USA Compression Partners, LP is one of the nation's largest independent providers of natural gas compression services in terms of total compression fleet horsepower. USA Compression partners with a broad customer base composed of producers, processors, gatherers, and transporters of natural gas and crude oil. USA Compression focuses on providing midstream natural gas compression services to infrastructure applications primarily in high-volume gathering systems, processing facilities, and transportation applications. More information is available at usacompression.com.

Non-GAAP Financial Measures

This news release includes the Non-GAAP financial measures of Adjusted gross margin, Adjusted EBITDA, Distributable Cash Flow, and Distributable Cash Flow Coverage Ratio.

Adjusted gross margin is defined as revenue less cost of operations, exclusive of depreciation and amortization expense. Management believes Adjusted gross margin is useful to investors as a supplemental measure of the Partnership's operating profitability. Adjusted gross margin primarily is impacted by the pricing trends for service operations and cost of operations, including labor rates for service technicians, volume, and per-unit costs for lubricant oils, quantity and pricing of routine preventative maintenance on compression units, and property tax rates on compression units. Adjusted gross margin should not be considered an alternative to, or more meaningful than, gross margin or any other measure presented in accordance with GAAP. Moreover, the Partnership's Adjusted gross margin, as presented, may not be comparable to similarly titled measures of other companies. Because the Partnership capitalizes assets, depreciation and amortization of equipment is a necessary element of its cost structure. To compensate for the limitations of Adjusted gross margin as a measure of the Partnership's performance, management believes it is important to consider gross margin determined under GAAP, as well as Adjusted gross margin, to evaluate the Partnership's operating profitability.

Management views Adjusted EBITDA as one of its primary tools for evaluating the Partnership's results of operations, and the Partnership tracks this item on a monthly basis as an absolute amount and as a percentage of revenue compared to the prior month, year-to-date, prior year, and budget. The Partnership defines EBITDA as net income (loss) before net interest expense, depreciation and amortization expense, and income tax expense (benefit). The Partnership defines Adjusted EBITDA as EBITDA plus impairment of compression equipment, impairment of goodwill, interest income on capital leases, unit-based compensation expense (benefit), severance charges, certain transaction expenses, loss (gain) on disposition of assets, loss (gain) on derivative instrument, and other. Adjusted EBITDA is used as a supplemental financial measure by management and external users of the Partnership's financial statements, such as investors and commercial banks, to assess:

  • the financial performance of the Partnership's assets without regard to the impact of financing methods, capital structure, or the historical cost basis of the Partnership's assets;
  • the viability of capital expenditure projects and the overall rates of return on alternative investment opportunities;
  • the ability of the Partnership's assets to generate cash sufficient to make debt payments and pay distributions; and
  • the Partnership's operating performance as compared to those of other companies in its industry without regard to the impact of financing methods and capital structure.

REQUIREMENTS —
A - Answer these from the USA Compression news release:
(i) How does the release define Adjusted gross margin?
(ii) How often does the Partnership track Adjusted EBITDA?
(iii) What kinds of businesses make up USA Compression's customer base?
B - Name every Non-GAAP financial measure that the USA Compression news release says it includes.
C - Carry on writing the USA Compression news release, picking up after its final bullet point.

Coordinate annotation records:
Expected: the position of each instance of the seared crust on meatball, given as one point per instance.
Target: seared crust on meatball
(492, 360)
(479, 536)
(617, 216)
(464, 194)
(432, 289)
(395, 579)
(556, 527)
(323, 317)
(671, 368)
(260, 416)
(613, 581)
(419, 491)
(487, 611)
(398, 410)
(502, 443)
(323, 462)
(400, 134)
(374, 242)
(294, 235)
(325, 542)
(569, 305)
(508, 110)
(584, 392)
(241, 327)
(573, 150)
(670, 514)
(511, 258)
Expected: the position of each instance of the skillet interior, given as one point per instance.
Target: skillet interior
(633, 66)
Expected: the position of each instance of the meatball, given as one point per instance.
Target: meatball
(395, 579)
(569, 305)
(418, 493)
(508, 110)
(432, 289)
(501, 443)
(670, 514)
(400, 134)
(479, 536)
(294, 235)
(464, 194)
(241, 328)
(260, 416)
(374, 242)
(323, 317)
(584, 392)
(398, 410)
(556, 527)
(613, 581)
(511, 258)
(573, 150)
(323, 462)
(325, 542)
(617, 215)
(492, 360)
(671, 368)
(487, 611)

RESULTS FOR EACH TASK —
A -
(i) Revenue less cost of operations, exclusive of depreciation and amortization expense.
(ii) On a monthly basis.
(iii) Producers, processors, gatherers, and transporters of natural gas and crude oil.

B - Adjusted gross margin, Adjusted EBITDA, Distributable Cash Flow, Distributable Cash Flow Coverage Ratio

C -
Management believes Adjusted EBITDA provides useful information to investors because, when viewed in conjunction with the Partnership's GAAP results and the accompanying reconciliations, it may provide a more complete assessment of the Partnership's performance as compared to considering solely GAAP results. Management also believes that external users of the Partnership's financial statements benefit from having access to the same financial measures that management uses to evaluate the results of the Partnership's business.

Adjusted EBITDA should not be considered an alternative to, or more meaningful than, net income (loss), operating income (loss), cash flows from operating activities, or any other measure presented in accordance with GAAP. Moreover, the Partnership's Adjusted EBITDA, as presented, may not be comparable to similarly titled measures of other companies.

Distributable Cash Flow is defined as net income (loss) plus non-cash interest expense, non-cash income tax expense (benefit), depreciation and amortization expense, unit-based compensation expense (benefit), impairment of compression equipment, impairment of goodwill, certain transaction expenses, severance charges, loss (gain) on disposition of assets, change in fair value of derivative instrument, proceeds from insurance recovery, and other, less distributions on Preferred Units and maintenance capital expenditures.

Distributable Cash Flow should not be considered an alternative to, or more meaningful than, net income (loss), operating income (loss), cash flows from operating activities, or any other measure presented in accordance with GAAP. Moreover, the Partnership's Distributable Cash Flow, as presented, may not be comparable to similarly titled measures of other companies.

Management believes Distributable Cash Flow is an important measure of operating performance because it allows management, investors, and others to compare the cash flows that the Partnership generates (after distributions on Preferred Units but prior to any retained cash reserves established by the Partnership's general partner and the effect of the Distribution Reinvestment Plan) to the cash distributions that the Partnership expects to pay its common unitholders.

Distributable Cash Flow Coverage Ratio is defined as the period's Distributable Cash Flow divided by distributions declared to common unitholders in respect of such period. Management believes Distributable Cash Flow Coverage Ratio is an important measure of operating performance because it permits management, investors, and others to assess the Partnership's ability to pay distributions to common unitholders out of the cash flows the Partnership generates. The Partnership's Distributable Cash Flow Coverage Ratio, as presented, may not be comparable to similarly titled measures of other companies.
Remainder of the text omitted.